## REQUIRED WORK
Can you give the stretch of the forum thread that opens with the words "When my GALS" and closes with "crickets if I MUST!", updated so that "terrapin" reads "turtle"?

## TEXT SEGMENT
# # # # # # #

# african land snails/stick insects



## encorewrc (Oct 27, 2006)

been looking on ebay(bored lol) and came across giant african land snails and stick insects for reptile food!!! do they seriously eat these things if so what reptiles do...

not in the care sheets lol

dee


----------



## dagger (Sep 3, 2005)

They have to put that they are live food, as it's against ebay policy to sell live animals, unless it's for food.
It's just a way round to sell them..


----------



## encorewrc (Oct 27, 2006)

Would that work for kids:hmm: ... now there's a thought!!!!!!!!!!!!


----------



## Huk7 (Jan 16, 2007)

Blue tongue skinks absolutely love ALS (sorry snail lovers!!). As for stick insects, well I would imagine most lizard sp. would eat them, not much of a meal though :lol2:


----------



## encorewrc (Oct 27, 2006)

sort of like grasshoppers/locusts i suppose...


----------



## rachy (Nov 18, 2006)

My pink tongue skink will only eat snails!!


----------



## encorewrc (Oct 27, 2006)

do you reackon its something to try a beardie on.. stick insects and snails for a bit of variety


----------



## Graham (Jan 27, 2007)

When my GALS are all grown up and start laying I'll be using the eggs as terrapin food, better than freezing them and throwing them out. They're 5-6mm diameter and they lay hundreds at a time, several times a year!


----------



## Schip (Mar 31, 2007)

My beardies, eyeds and curly tails all love them, their food preference goes GALS, Dubia Roaches, Zebra roaches, lobster roaches, waxies, Locusts, crickets if I MUST!


----------

# # # # # # #

## GIVEN RECORDS
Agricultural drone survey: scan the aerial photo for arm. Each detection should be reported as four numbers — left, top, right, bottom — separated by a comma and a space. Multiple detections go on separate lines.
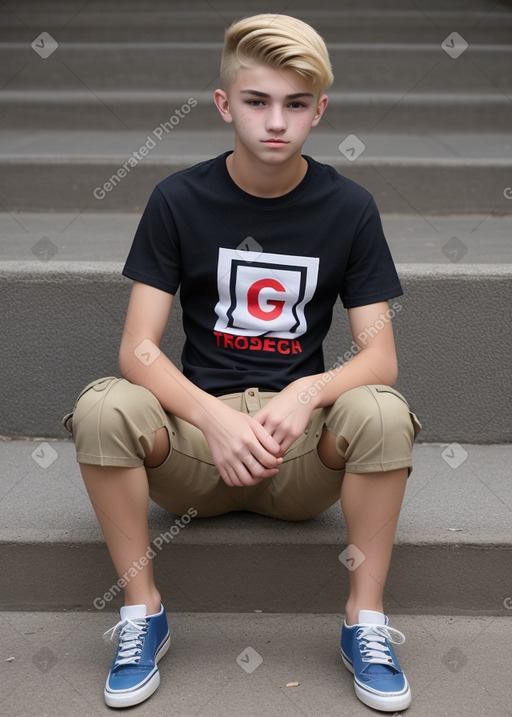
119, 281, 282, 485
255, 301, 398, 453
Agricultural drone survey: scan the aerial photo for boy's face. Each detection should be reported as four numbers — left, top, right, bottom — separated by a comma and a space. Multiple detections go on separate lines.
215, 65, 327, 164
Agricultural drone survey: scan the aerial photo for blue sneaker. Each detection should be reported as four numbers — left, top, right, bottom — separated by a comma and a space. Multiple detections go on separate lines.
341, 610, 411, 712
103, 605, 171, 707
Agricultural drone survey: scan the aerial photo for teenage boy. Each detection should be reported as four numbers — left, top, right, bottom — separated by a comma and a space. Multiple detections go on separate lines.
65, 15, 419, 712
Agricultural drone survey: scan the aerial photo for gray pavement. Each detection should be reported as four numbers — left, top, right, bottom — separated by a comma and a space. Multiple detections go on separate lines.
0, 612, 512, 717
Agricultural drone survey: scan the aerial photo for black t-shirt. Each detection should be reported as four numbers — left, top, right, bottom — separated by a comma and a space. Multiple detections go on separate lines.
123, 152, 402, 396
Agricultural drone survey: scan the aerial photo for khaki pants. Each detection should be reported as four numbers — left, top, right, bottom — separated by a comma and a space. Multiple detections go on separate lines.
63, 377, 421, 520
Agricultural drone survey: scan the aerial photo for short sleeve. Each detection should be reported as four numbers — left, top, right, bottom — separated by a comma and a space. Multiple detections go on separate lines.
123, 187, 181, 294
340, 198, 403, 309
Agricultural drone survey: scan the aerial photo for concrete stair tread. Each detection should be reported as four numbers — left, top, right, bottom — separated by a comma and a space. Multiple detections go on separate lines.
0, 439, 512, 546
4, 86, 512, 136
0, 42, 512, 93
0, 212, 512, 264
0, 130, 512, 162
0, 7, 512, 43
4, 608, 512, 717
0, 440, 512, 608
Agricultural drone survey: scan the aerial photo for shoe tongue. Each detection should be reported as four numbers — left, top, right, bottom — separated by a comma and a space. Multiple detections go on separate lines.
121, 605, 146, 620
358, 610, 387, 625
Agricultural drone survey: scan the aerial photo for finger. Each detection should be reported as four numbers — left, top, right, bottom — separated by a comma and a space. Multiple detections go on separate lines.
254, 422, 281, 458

# # # # # # #

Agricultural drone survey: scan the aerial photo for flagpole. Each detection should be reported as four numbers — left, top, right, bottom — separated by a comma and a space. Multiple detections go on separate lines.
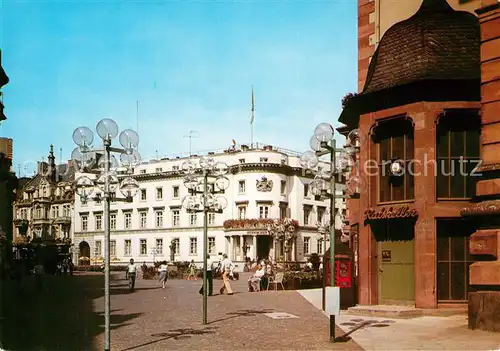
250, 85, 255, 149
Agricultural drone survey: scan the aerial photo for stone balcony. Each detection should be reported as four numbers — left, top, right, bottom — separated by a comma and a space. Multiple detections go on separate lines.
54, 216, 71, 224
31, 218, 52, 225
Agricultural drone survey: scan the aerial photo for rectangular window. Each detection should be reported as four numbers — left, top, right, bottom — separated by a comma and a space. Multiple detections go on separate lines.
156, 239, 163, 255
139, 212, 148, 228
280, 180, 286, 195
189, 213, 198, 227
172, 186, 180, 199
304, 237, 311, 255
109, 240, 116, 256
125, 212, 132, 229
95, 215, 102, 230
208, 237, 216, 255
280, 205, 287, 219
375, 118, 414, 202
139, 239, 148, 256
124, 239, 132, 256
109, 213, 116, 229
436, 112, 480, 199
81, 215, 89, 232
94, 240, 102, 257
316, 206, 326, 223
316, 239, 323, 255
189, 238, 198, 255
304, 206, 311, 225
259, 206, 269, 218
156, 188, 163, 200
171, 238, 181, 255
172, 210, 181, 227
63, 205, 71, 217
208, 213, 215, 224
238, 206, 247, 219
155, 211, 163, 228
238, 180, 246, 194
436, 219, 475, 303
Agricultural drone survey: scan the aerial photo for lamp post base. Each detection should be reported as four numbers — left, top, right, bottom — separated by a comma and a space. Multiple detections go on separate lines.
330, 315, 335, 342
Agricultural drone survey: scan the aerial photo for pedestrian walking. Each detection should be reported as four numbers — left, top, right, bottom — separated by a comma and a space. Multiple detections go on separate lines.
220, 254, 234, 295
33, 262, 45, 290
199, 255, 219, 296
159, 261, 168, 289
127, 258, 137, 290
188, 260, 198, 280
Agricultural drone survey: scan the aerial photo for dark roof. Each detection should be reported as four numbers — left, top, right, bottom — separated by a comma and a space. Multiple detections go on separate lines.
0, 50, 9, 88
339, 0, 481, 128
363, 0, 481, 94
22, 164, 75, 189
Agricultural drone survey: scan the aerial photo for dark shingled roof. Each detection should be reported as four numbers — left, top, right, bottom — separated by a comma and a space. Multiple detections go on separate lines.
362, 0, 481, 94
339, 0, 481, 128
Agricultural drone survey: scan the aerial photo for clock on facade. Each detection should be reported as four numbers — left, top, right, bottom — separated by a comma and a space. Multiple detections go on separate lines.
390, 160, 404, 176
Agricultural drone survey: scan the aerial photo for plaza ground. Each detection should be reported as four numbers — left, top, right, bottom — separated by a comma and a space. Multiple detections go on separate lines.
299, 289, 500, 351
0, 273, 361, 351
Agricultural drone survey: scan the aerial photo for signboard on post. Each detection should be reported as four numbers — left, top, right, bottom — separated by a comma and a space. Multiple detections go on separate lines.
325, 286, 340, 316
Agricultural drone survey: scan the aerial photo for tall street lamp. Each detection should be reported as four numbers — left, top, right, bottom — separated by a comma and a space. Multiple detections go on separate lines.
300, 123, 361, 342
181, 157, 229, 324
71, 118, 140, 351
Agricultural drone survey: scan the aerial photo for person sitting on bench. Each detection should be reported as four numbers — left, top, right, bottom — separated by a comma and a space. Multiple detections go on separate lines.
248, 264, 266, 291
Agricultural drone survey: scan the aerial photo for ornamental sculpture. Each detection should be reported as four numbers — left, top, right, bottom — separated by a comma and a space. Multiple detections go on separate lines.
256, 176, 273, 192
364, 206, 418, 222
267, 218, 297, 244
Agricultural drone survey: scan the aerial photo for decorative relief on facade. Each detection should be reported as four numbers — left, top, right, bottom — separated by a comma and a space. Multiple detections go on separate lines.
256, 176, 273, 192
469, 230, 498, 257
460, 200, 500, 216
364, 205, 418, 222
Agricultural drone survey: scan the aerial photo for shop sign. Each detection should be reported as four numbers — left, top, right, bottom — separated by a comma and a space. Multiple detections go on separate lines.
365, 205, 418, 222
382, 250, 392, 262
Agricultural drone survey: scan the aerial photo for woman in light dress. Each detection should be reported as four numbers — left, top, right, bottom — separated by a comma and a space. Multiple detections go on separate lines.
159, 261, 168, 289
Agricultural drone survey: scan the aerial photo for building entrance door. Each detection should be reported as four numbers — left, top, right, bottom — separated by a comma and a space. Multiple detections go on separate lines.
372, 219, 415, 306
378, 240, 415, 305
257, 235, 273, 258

# # # # # # #

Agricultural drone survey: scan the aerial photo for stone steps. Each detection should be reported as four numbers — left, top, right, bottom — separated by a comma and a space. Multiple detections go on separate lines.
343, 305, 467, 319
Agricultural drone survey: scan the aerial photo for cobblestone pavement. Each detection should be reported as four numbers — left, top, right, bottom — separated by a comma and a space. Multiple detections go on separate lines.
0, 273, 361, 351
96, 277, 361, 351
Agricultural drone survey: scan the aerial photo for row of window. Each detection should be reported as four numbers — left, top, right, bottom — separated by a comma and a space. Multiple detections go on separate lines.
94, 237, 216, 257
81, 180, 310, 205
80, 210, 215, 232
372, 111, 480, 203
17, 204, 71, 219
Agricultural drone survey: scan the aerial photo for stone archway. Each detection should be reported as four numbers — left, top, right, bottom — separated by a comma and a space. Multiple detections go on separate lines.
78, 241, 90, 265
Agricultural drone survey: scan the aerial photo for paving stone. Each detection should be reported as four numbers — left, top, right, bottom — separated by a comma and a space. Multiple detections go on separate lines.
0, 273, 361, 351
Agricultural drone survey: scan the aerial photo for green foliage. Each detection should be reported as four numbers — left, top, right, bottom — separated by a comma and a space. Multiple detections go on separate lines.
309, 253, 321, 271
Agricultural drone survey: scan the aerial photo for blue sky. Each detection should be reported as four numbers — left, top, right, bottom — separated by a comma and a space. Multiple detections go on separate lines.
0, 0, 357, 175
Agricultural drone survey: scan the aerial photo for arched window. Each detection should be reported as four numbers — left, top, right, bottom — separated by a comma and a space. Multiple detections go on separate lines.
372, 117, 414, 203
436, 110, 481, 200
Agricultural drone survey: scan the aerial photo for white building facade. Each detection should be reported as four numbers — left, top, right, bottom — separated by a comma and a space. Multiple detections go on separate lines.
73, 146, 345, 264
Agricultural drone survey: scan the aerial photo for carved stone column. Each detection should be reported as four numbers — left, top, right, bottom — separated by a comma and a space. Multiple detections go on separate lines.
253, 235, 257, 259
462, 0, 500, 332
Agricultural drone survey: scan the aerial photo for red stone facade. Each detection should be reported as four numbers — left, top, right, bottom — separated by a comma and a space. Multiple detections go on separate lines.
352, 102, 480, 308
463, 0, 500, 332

# # # # # # #

## EXERCISE RESULT
When my GALS are all grown up and start laying I'll be using the eggs as turtle food, better than freezing them and throwing them out. They're 5-6mm diameter and they lay hundreds at a time, several times a year!


----------



## Schip (Mar 31, 2007)

My beardies, eyeds and curly tails all love them, their food preference goes GALS, Dubia Roaches, Zebra roaches, lobster roaches, waxies, Locusts, crickets if I MUST!